Region pointing data:
● ● ● ●

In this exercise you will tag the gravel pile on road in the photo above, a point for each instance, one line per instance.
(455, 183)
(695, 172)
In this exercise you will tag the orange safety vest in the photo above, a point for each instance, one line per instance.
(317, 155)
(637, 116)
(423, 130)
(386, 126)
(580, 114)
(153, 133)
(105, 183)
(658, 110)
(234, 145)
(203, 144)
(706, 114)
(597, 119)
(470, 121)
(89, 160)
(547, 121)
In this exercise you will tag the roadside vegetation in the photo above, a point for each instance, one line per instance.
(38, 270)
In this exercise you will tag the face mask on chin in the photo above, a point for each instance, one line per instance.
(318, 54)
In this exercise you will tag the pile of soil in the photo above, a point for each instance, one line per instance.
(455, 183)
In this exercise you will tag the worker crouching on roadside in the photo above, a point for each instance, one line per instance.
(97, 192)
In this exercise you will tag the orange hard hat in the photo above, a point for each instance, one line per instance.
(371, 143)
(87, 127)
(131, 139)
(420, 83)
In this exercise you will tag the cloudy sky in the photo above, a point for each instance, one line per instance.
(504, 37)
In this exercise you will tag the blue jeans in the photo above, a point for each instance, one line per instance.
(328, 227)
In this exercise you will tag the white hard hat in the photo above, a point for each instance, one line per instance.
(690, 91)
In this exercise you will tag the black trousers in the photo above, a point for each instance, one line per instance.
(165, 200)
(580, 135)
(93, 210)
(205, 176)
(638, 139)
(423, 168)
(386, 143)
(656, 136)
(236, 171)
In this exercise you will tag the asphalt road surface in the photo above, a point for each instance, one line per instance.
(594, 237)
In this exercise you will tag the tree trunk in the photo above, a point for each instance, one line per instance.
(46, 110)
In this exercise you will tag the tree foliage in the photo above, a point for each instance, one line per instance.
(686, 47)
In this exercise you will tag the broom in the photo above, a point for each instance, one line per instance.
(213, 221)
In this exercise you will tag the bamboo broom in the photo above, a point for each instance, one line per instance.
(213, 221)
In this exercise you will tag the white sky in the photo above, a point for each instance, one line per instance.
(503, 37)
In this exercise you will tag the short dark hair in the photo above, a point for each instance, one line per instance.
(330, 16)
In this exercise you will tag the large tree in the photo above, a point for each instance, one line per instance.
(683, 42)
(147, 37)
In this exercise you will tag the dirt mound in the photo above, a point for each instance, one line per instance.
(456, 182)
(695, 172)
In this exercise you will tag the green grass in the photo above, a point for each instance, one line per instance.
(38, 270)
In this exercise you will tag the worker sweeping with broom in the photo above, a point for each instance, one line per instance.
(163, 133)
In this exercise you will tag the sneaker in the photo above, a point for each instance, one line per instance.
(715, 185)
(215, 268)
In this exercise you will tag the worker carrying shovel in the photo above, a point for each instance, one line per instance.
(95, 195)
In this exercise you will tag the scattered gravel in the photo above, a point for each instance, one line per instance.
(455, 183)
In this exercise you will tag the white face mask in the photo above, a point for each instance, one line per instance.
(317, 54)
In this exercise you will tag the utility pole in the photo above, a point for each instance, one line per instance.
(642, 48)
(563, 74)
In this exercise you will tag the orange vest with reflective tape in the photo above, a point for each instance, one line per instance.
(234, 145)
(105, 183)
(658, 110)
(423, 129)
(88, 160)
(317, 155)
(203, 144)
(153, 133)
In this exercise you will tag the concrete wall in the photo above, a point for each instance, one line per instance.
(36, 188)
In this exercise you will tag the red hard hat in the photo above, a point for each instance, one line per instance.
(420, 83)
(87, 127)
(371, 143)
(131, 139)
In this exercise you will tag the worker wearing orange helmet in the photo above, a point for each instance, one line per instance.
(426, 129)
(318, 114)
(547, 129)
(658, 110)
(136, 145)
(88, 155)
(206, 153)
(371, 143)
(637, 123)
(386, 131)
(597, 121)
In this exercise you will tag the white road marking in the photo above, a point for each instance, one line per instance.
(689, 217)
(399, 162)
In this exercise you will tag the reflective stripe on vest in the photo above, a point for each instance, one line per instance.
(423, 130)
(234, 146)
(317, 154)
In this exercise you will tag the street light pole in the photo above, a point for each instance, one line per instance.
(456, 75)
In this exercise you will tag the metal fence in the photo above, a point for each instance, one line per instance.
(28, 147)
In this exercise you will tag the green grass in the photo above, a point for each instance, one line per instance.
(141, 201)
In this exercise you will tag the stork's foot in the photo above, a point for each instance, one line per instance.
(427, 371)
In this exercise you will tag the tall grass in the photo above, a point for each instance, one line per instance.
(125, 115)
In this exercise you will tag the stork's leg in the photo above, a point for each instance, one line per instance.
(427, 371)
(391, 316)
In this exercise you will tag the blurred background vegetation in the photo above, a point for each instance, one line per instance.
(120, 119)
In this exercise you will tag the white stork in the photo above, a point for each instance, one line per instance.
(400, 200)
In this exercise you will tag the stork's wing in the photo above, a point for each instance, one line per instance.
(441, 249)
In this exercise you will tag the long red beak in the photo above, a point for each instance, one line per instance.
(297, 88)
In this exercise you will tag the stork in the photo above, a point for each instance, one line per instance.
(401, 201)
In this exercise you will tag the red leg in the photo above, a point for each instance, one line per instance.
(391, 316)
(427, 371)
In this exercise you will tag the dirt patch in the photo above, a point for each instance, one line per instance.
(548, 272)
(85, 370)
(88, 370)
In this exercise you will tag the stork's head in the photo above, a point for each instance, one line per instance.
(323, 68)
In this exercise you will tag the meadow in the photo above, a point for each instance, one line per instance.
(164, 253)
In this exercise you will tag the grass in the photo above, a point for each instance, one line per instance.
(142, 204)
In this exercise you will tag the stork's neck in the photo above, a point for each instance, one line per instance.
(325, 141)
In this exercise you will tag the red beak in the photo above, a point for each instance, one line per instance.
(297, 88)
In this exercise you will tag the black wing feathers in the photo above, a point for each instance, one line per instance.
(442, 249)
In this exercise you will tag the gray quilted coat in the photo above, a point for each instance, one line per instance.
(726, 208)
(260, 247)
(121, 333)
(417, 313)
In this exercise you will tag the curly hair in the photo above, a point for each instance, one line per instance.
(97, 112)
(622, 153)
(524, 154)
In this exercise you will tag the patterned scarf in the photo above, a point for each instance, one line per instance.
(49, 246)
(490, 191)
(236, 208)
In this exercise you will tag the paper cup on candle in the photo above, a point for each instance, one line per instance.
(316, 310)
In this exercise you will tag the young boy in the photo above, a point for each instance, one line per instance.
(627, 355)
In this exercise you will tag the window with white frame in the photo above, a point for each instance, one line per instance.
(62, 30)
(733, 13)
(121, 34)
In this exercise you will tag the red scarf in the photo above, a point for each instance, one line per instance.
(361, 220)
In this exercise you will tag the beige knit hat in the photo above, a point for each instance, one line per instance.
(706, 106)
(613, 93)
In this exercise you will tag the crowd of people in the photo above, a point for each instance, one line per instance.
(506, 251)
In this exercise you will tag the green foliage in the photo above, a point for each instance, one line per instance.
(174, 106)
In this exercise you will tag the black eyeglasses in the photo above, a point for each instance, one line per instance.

● ● ● ●

• **PROBLEM REQUIREMENTS**
Nothing in the records above may be left out; repeat them exactly.

• **COMPLETED EXERCISE**
In this exercise you will tag the gravel pile on road in the photo above, a point for each instance, one line per instance.
(455, 183)
(695, 172)
In this exercise you will tag the orange safety vest in the photo above, a point for each instance, one line per instance.
(317, 155)
(637, 116)
(423, 130)
(386, 126)
(580, 114)
(153, 133)
(105, 183)
(658, 110)
(234, 145)
(203, 144)
(706, 114)
(597, 119)
(470, 121)
(89, 160)
(547, 121)
In this exercise you will tag the roadside vegetation in the photo above, a point for each instance, one line per instance.
(38, 270)
In this exercise you will tag the face mask on chin in the photo above, a point for each instance, one line per instance.
(318, 54)
In this exercise you will tag the pile of soil in the photo above, a point for each instance, one line per instance.
(455, 183)
In this exercise you will tag the worker crouching on roadside in the photo above, a point for each instance, one line per instance.
(97, 192)
In this exercise you will tag the orange hard hat in the photo above, a point for each instance, one line per instance.
(371, 143)
(87, 127)
(131, 139)
(420, 83)
In this exercise you will tag the cloudy sky in the photo above, a point for each instance, one line per instance.
(504, 37)
In this exercise you will tag the blue jeans in the photo above, a point for each instance, one line per instance.
(328, 227)
In this exercise you will tag the white hard hat in the photo above, a point for each instance, one line per instance.
(690, 91)
In this exercise you will tag the black trousers in the photo above, a point for each instance, one line per instance.
(165, 200)
(580, 135)
(93, 210)
(205, 176)
(638, 139)
(423, 168)
(386, 143)
(656, 136)
(236, 171)
In this exercise you will tag the asphalt road surface in the photo above, a point for each instance, one line per instance.
(594, 237)
In this exercise you will tag the tree trunk in the photo above, a point for each instance, one line per instance.
(46, 110)
In this exercise you will tag the tree foliage in the photo above, a point for each instance, one line per instance.
(686, 47)
In this exercise you will tag the broom in the photo above, a point for each instance, one line per instance.
(213, 221)
In this exercise you will tag the bamboo broom in the photo above, a point for each instance, one line per instance.
(213, 221)
In this exercise you will tag the white sky in the photo above, a point for each instance, one line per instance.
(503, 37)
In this exercise you will tag the short dark hair in the photo above, a point for each instance, one line per instance.
(330, 16)
In this exercise you will tag the large tree in the photo above, a point for each instance, one line per instance.
(683, 42)
(147, 37)
In this exercise you will tag the dirt mound in the photo above, a point for each instance, one line per instance.
(456, 182)
(695, 172)
In this exercise you will tag the green grass in the photo above, a point for each instance, one line per instance.
(38, 270)
In this exercise you will tag the worker sweeping with broom in the photo above, a point for each instance, one line per instance.
(163, 133)
In this exercise you will tag the sneaker in the photo above, a point for each instance, one line per instance.
(715, 185)
(215, 268)
In this exercise you will tag the worker carrying shovel in the photo above, a point for each instance, one line per instance.
(95, 195)
In this exercise you will tag the scattered gravel in the photo above, a point for each instance, one line per instance.
(455, 183)
In this exercise you will tag the white face mask in the photo above, a point for each instance, one line per instance.
(317, 54)
In this exercise you will tag the utility pole in the photo above, a point for each instance, one line per instance.
(642, 48)
(563, 74)
In this exercise you will tag the orange vest with reflective tape in the photo above, a point for each instance, one line per instance.
(234, 145)
(105, 183)
(658, 110)
(423, 129)
(88, 160)
(317, 155)
(203, 144)
(153, 133)
In this exercise you will tag the concrete wall in the photo above, a point for each instance, one line per instance.
(36, 188)
In this exercise you will tag the red hard hat in the photo above, a point for each instance, one line per instance.
(420, 83)
(87, 127)
(371, 143)
(131, 139)
In this exercise you will tag the worker wearing orange helmet in the photo above, a point for each instance, one line per instance.
(426, 129)
(318, 114)
(547, 129)
(658, 110)
(136, 145)
(88, 155)
(206, 153)
(371, 143)
(637, 123)
(386, 131)
(597, 121)
In this exercise you will tag the white road marking in the photo above, a point for each instance, one line per instance.
(689, 217)
(399, 162)
In this exercise you will tag the reflective stripe on vest in the photo above, a point for each instance, one line per instance.
(423, 130)
(234, 146)
(317, 154)
In this exercise you will tag the street light pole in the photo above, a point for each instance, one line per instance.
(456, 75)
In this exercise you will tag the metal fence in the photo above, a point for each instance, one line per instance.
(28, 147)
In this exercise you will tag the green grass in the photo above, a point for each instance, one line per instance.
(141, 201)
In this exercise you will tag the stork's foot in the photo above, a point for each instance, one line per instance.
(427, 371)
In this exercise you will tag the tall grass in the photo above, a point for each instance, one line per instance.
(125, 115)
In this exercise you will tag the stork's leg in the photo above, a point for each instance, one line per instance.
(427, 371)
(391, 316)
In this exercise you will tag the blurred background vegetation in the photo above, a point for each instance, one line per instance.
(120, 119)
In this exercise you will tag the white stork in the photo above, a point for each instance, one line per instance.
(400, 200)
In this exercise you will tag the stork's wing in the photo above, a point for each instance, one line per instance.
(441, 249)
In this exercise you will tag the long red beak in the photo above, a point for each instance, one line per instance.
(297, 88)
In this exercise you will tag the stork in the photo above, a point for each instance, one line per instance.
(401, 201)
In this exercise you will tag the red leg in the photo above, a point for each instance, one line per instance.
(391, 316)
(427, 371)
In this exercise you will tag the dirt patch in the photo above, a point for each instance, one line per instance.
(548, 272)
(85, 370)
(88, 370)
In this exercise you will tag the stork's head in the photo above, a point for each instance, one line per instance.
(323, 68)
In this exercise you will tag the meadow in the photo above, a point for each instance, one line per instance.
(164, 253)
In this exercise you will tag the grass in the photo above, a point for each instance, one line per instance.
(142, 204)
In this exercise you will tag the stork's neck in the photo above, a point for each instance, one line per instance.
(325, 141)
In this exercise you will tag the red beak in the photo above, a point for each instance, one line per instance.
(297, 88)
In this exercise you will tag the black wing feathers in the photo above, a point for each instance, one line per instance.
(442, 249)
In this exercise you will tag the gray quilted coat in the photo above, a point for each instance, one line per instance.
(726, 208)
(260, 247)
(121, 333)
(417, 313)
In this exercise you will tag the curly hair in the photo above, a point for each instance, one line per instance.
(97, 112)
(622, 153)
(524, 154)
In this exercise you will tag the patterned scarf in the photo above, a point for each instance, one line per instance.
(49, 246)
(490, 191)
(236, 208)
In this exercise you will tag the paper cup on candle in the photo above, a point for each instance, one line per instance.
(316, 310)
In this exercise you will tag the young boy in the photo above, a point for each instance, one line per instance.
(627, 355)
In this exercise you will tag the window with white frame in the photo above, a point for each instance, one line per instance.
(62, 30)
(733, 13)
(121, 34)
In this exercise you will tag the red scarf in the photo above, a point for each instance, one line per instance.
(361, 220)
In this exercise you will tag the beige knit hat in the photo above, a point for each instance, one line per instance.
(706, 106)
(613, 93)
In this exercise you will tag the crowd of people in the photo above, a point for each instance, one line per instance.
(506, 251)
In this exercise you will tag the green foliage in the photo above, a point for each instance, one line per instance.
(174, 106)
In this exercise you will tag the black eyeglasses in the photo above, a point for each instance, one line per instance.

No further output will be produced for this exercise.